## begin Raw records

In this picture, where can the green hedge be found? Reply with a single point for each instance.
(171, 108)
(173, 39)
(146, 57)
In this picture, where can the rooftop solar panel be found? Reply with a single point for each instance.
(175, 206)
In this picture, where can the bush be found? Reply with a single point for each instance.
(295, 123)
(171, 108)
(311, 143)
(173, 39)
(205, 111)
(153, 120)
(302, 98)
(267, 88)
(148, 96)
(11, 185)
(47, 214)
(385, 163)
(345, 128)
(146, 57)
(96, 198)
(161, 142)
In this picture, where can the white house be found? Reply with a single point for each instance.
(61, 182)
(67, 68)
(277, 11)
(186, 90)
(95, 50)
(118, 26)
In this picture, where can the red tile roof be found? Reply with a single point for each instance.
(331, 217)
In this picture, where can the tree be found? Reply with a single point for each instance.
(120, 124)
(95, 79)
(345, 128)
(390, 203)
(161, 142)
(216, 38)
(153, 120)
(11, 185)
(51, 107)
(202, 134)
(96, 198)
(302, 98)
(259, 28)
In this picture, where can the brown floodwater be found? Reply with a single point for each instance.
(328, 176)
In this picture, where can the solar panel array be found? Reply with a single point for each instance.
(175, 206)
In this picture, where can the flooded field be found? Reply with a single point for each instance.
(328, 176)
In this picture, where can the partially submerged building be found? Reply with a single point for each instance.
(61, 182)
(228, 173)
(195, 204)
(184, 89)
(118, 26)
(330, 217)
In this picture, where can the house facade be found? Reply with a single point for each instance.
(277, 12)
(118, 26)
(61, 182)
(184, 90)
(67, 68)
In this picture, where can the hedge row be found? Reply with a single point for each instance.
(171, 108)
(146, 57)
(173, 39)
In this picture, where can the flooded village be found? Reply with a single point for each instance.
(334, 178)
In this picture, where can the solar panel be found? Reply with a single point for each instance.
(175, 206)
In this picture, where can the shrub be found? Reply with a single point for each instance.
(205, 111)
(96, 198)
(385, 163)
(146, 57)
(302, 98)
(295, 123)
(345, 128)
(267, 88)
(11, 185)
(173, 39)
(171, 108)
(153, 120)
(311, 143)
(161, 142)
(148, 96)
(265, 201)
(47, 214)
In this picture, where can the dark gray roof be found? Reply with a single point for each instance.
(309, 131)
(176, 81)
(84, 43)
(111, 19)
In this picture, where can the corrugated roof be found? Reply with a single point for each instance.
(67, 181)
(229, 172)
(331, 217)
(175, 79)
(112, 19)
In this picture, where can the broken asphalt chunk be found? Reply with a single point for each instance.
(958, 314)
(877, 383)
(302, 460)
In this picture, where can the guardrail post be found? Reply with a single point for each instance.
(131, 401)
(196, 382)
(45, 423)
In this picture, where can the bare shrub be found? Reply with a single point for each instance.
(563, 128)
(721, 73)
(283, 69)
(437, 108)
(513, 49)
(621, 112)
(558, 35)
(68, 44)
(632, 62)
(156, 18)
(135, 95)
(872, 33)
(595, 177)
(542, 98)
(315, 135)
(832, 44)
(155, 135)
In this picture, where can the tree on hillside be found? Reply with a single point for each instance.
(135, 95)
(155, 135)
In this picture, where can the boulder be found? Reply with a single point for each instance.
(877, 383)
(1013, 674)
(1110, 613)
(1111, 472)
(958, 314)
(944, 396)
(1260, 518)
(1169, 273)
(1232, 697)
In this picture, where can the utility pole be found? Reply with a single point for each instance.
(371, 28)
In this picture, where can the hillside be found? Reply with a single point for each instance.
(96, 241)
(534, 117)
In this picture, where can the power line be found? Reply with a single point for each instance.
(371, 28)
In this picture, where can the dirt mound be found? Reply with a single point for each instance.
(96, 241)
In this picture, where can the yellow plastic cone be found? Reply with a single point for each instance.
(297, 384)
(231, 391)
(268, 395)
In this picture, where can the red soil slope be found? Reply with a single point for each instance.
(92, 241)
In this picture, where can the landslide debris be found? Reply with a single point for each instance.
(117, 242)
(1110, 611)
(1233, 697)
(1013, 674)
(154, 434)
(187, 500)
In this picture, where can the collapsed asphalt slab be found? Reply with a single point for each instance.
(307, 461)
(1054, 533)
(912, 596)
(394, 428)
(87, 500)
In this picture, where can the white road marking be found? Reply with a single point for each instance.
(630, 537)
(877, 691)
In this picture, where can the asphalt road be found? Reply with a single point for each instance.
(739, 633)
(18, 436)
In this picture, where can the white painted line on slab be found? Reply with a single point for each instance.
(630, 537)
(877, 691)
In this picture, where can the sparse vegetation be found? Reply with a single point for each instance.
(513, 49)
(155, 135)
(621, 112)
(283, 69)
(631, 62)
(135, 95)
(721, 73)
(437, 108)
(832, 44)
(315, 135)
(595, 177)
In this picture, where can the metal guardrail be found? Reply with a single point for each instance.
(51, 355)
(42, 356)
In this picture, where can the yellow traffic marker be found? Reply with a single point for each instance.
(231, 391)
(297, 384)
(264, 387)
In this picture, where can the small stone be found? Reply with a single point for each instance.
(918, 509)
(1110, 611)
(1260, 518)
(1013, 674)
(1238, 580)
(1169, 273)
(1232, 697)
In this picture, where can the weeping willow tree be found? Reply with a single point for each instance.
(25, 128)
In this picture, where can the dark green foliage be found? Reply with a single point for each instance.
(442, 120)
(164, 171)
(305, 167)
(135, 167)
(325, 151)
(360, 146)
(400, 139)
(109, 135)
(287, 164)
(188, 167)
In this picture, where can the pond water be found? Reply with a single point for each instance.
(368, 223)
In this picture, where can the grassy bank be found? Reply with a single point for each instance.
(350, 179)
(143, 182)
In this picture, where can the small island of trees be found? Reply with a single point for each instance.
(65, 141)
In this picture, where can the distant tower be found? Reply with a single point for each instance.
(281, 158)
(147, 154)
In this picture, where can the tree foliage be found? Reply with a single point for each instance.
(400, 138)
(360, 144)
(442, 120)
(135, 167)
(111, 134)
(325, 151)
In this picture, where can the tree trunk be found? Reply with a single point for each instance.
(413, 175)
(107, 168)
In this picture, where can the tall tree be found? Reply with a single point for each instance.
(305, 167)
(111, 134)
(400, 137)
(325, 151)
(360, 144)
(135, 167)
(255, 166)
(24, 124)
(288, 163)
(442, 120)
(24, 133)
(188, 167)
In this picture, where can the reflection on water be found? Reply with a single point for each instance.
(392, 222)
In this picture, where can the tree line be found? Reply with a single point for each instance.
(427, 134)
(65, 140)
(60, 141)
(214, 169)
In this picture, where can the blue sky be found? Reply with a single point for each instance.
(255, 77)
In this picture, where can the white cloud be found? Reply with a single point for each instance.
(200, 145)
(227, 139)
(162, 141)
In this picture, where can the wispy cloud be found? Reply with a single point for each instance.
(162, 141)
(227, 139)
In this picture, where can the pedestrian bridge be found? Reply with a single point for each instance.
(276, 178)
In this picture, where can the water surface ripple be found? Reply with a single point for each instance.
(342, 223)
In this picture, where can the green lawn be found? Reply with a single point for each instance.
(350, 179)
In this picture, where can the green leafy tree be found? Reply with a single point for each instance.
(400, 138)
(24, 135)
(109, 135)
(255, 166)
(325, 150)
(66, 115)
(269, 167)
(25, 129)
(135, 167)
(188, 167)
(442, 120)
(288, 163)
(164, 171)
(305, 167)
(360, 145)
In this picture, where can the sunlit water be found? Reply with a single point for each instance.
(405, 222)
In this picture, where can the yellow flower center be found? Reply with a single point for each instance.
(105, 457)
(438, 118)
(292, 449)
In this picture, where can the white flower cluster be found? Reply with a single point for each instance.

## end Raw records

Recopy the whole listing exactly.

In this picture, where can the green hedge be found? Reply with a single point for each instance.
(171, 108)
(173, 39)
(146, 57)
In this picture, where can the rooftop solar panel be found? Reply with a single point for each instance.
(175, 206)
In this picture, where can the bush be found? Reply with a single point for each instance.
(295, 123)
(171, 108)
(311, 143)
(173, 39)
(205, 111)
(153, 120)
(302, 98)
(267, 88)
(148, 96)
(11, 185)
(47, 214)
(385, 163)
(345, 128)
(146, 57)
(96, 198)
(161, 142)
In this picture, where can the white house be found? Reply with a single point for each instance.
(61, 182)
(67, 68)
(277, 11)
(186, 90)
(95, 50)
(118, 26)
In this picture, where can the red tile roof be found? Reply with a single point for each instance.
(331, 217)
In this picture, where can the tree be found? Reply with a single point for each instance.
(120, 124)
(95, 79)
(345, 128)
(390, 203)
(161, 142)
(216, 38)
(153, 120)
(11, 185)
(51, 107)
(202, 134)
(96, 198)
(302, 98)
(259, 28)
In this picture, where can the brown floodwater be found? Reply with a single point for each instance.
(328, 176)
In this picture, where can the solar panel array be found? Reply with a single point for each instance.
(175, 206)
In this picture, where can the flooded field be found? Reply with a single point for each instance.
(328, 176)
In this picture, where can the partially submerged building be found? Reply with a single point for each instance.
(61, 182)
(228, 173)
(195, 204)
(184, 89)
(118, 26)
(330, 217)
In this picture, where can the house facade be found? Reply with a single point for each instance.
(277, 12)
(118, 26)
(61, 182)
(184, 90)
(67, 68)
In this picture, where can the hedge row be found? Reply with a single point for each instance.
(171, 108)
(146, 57)
(173, 39)
In this picture, where can the flooded village be found? Reply with a single point for each instance.
(334, 178)
In this picture, where can the solar panel be found? Reply with a single point for each instance.
(175, 206)
In this picture, where can the shrub be found? Reply with a single point for each instance.
(205, 111)
(96, 198)
(385, 163)
(146, 57)
(302, 98)
(295, 123)
(345, 128)
(267, 88)
(11, 185)
(173, 39)
(171, 108)
(153, 120)
(311, 143)
(161, 142)
(148, 96)
(265, 201)
(47, 214)
In this picture, where can the dark gray roof be found? Reply with a single point for each instance.
(309, 131)
(176, 81)
(84, 43)
(111, 19)
In this picture, where can the corrugated roof be found? Reply with a single point for each instance.
(67, 181)
(229, 172)
(331, 217)
(175, 79)
(112, 19)
In this picture, where can the broken asphalt chunk be found? Reply with a single point for each instance.
(958, 314)
(877, 383)
(302, 460)
In this picture, where can the guardrail post be found? Reply with a single point for each instance.
(131, 401)
(196, 382)
(45, 423)
In this picture, where can the bare shrub be found? Reply with a single point for each instance.
(563, 128)
(721, 73)
(283, 69)
(437, 108)
(513, 49)
(621, 112)
(558, 35)
(68, 44)
(632, 62)
(156, 18)
(135, 95)
(872, 33)
(595, 177)
(542, 98)
(315, 135)
(832, 44)
(155, 135)
In this picture, where can the tree on hillside be found? Reply with a single point for each instance.
(135, 95)
(155, 135)
In this picture, where can the boulder be found? Reply with a single point for each instance.
(877, 383)
(1013, 674)
(1110, 613)
(1111, 472)
(958, 314)
(944, 396)
(1260, 518)
(1169, 273)
(1232, 697)
In this picture, where can the utility pole be found? Reply with a single point for each instance.
(371, 28)
In this picture, where can the hillside be found? Reply with a single point for each instance.
(96, 241)
(534, 117)
In this picture, where can the power line be found? Reply with a single point for each instance.
(371, 28)
In this picture, where can the dirt mound be found? Reply with a single point for each instance.
(96, 241)
In this picture, where can the yellow plastic cone be found? Reply with a single point for each instance.
(297, 384)
(231, 391)
(268, 395)
In this picture, where can the red soil slope be found? Reply with a single point for each instance.
(92, 241)
In this picture, where can the landslide debris be found? Reply with a single point for each instance.
(117, 242)
(1110, 611)
(1233, 697)
(1013, 674)
(154, 434)
(187, 500)
In this picture, where can the collapsed asphalt slab be found? Reply with a single point for each instance.
(307, 461)
(1054, 533)
(912, 596)
(394, 428)
(87, 500)
In this picture, where can the white road marking be found? Reply with a single point for each instance.
(630, 537)
(877, 691)
In this picture, where can the asphalt road be found? Reply with a single point for each instance.
(739, 633)
(18, 436)
In this picture, where can the white painted line on slab be found? Reply with a single point for each instance.
(630, 537)
(877, 691)
In this picture, where can the sparse vegetation be found? Reply with a single point for each instance.
(513, 49)
(155, 135)
(621, 112)
(283, 69)
(631, 62)
(135, 95)
(721, 73)
(437, 108)
(832, 44)
(315, 135)
(595, 177)
In this picture, where can the metal guardrail be found? Reply with a single point for each instance.
(51, 355)
(42, 356)
In this picture, where can the yellow traffic marker be found? Reply with a single point for each instance.
(231, 391)
(297, 384)
(264, 387)
In this picture, where can the small stone be found? Reply with a single point for each instance.
(918, 509)
(1110, 611)
(1260, 518)
(1013, 674)
(1238, 580)
(1169, 273)
(1232, 697)
In this picture, where can the weeping willow tree be found? Reply with a single point for each instance.
(25, 128)
In this picture, where can the dark green foliage be found? Reply with a single point for each instance.
(442, 120)
(164, 171)
(305, 167)
(135, 167)
(325, 151)
(360, 146)
(400, 139)
(109, 135)
(287, 164)
(188, 167)
In this picture, where can the pond water be found? Reply with a single point for each instance.
(368, 223)
In this picture, where can the grassy bank be found? Reply with a single point for each instance.
(350, 179)
(143, 182)
In this picture, where can the small island of trees be found? Reply with a single point for each instance.
(65, 141)
In this picture, where can the distant tower be found? Reply with a single point for each instance.
(281, 158)
(147, 154)
In this picture, where can the tree foliage be found? Reply with a single point for each instance.
(400, 138)
(360, 144)
(442, 120)
(135, 167)
(111, 134)
(325, 151)
In this picture, where can the tree trunk be found? Reply with a single point for each instance.
(413, 175)
(107, 168)
In this picture, where can the tall tree be found? Reply with a single point for each instance.
(305, 167)
(111, 134)
(400, 137)
(325, 151)
(360, 144)
(135, 167)
(255, 166)
(24, 124)
(288, 163)
(442, 120)
(24, 133)
(188, 167)
In this picture, where can the reflection on water be found? Reply with a single point for each instance.
(392, 222)
In this picture, where can the tree line be found? Reply with a single point for each instance.
(427, 134)
(65, 140)
(60, 141)
(214, 169)
In this picture, where can the blue sky be found? Reply with a single point for each instance.
(255, 77)
In this picture, where can the white cloud be found? Reply with a single point for each instance.
(200, 145)
(227, 139)
(162, 141)
In this picture, where can the wispy cloud be found? Reply with a single point for each instance.
(162, 141)
(227, 139)
In this picture, where can the pedestrian bridge be found? Reply with a single point for each instance.
(276, 178)
In this picture, where can the water surface ripple be found? Reply with a single point for each instance.
(342, 223)
In this picture, where can the green lawn be found? Reply with a single point for each instance.
(350, 179)
In this picture, where can the green leafy tree be found? Reply with a single point for each instance.
(400, 138)
(24, 135)
(109, 135)
(255, 166)
(325, 150)
(66, 115)
(269, 167)
(25, 129)
(135, 167)
(188, 167)
(442, 120)
(288, 163)
(164, 171)
(305, 167)
(360, 145)
In this picture, where can the sunlit water be found? Reply with a single point for each instance.
(405, 222)
In this picture, where can the yellow flower center be found? Reply with a single point for each instance.
(105, 457)
(438, 118)
(292, 449)
In this picture, where can the white flower cluster be found? Reply with a single point for each instance.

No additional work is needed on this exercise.